- Text section:

(The following story by Aaron Nathans appeared on the News Journal website on March 7, 2010.)
PORT OF WILMINGTON — The folks at Dole are looking forward to the day when a deeper shipping channel on the Delaware River might allow them to bring in their fruit in bigger ships.
But first, they want their equipment to stop getting stuck in the mud in the yard, where the port still has not laid down pavement.
“It’s a quagmire,” said Stuart Jablon, the fruit importer’s Wilmington-based vice president for operations. The port also must find a way to keep the cranes from breaking, he said.
The long-delayed river dredging was advertised as an economic boon for ports along the river, a way to attract the big, lower-riding ships with imports from the Far East once the widened Panama Canal debuts in 2014.
Observers say the dredging alone will bring little new business, or jobs, to Wilmington without significant investments to expand facilities that are near capacity and upgrade aging facilities.
At best, a deeper channel is viewed as a step needed to keep current tenants of the port happy, setting the stage for possible future growth.

- Extracted records:
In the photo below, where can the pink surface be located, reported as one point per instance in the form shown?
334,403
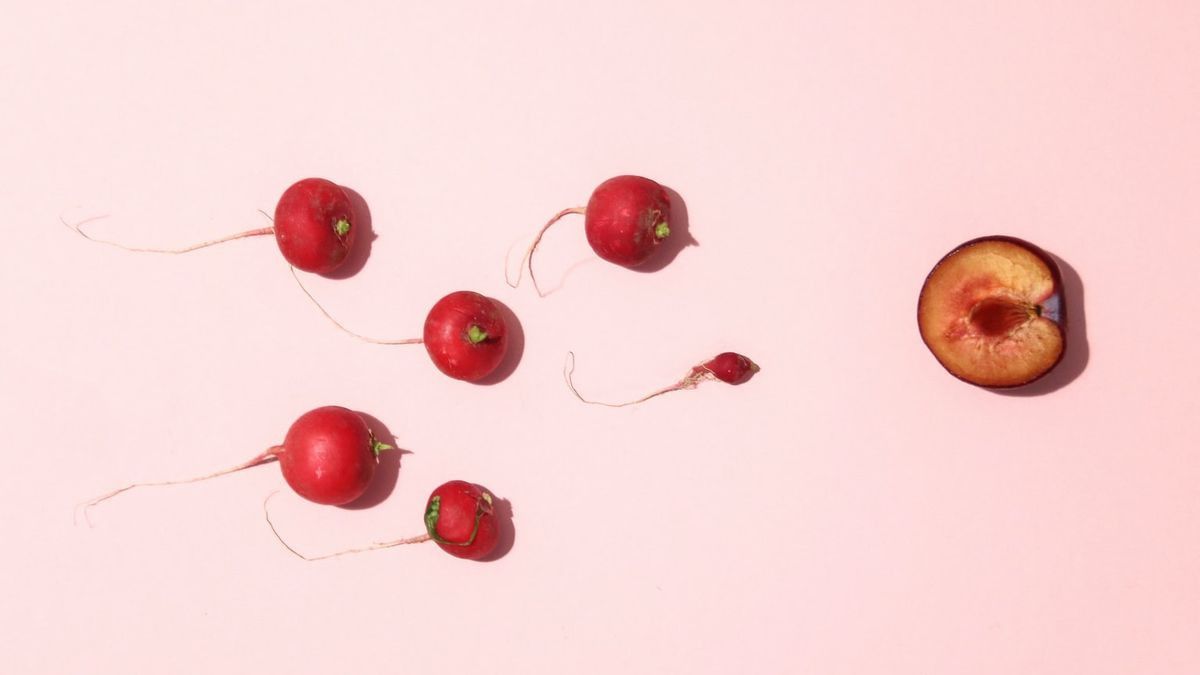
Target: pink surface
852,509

--

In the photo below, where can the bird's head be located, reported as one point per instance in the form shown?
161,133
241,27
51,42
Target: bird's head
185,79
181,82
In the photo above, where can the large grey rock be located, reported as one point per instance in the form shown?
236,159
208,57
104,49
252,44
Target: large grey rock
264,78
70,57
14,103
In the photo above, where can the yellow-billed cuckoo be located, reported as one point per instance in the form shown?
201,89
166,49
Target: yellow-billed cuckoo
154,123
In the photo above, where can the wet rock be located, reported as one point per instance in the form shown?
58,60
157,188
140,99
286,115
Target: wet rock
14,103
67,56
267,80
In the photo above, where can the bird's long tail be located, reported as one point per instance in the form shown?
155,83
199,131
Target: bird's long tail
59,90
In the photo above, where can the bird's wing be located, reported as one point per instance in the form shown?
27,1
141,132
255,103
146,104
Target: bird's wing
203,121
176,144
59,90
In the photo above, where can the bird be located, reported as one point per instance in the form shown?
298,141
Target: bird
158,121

---

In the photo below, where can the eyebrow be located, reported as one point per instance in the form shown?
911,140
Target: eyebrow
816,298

- Written request 1:
Using the Port of Wilmington article, answer these:
(a) In what year is the widened Panama Canal set to debut?
(b) What is Stuart Jablon's position at the fruit importer?
(c) What word did Jablon use to describe the yard?
- Written request 2: State how many lines of the records contain the string "bird", treating uppercase and lowercase as different. Reply with the number alone.
The article and the records were taken from separate sources.

- Written reply 1:
(a) 2014
(b) Wilmington-based vice president for operations
(c) A quagmire

- Written reply 2: 8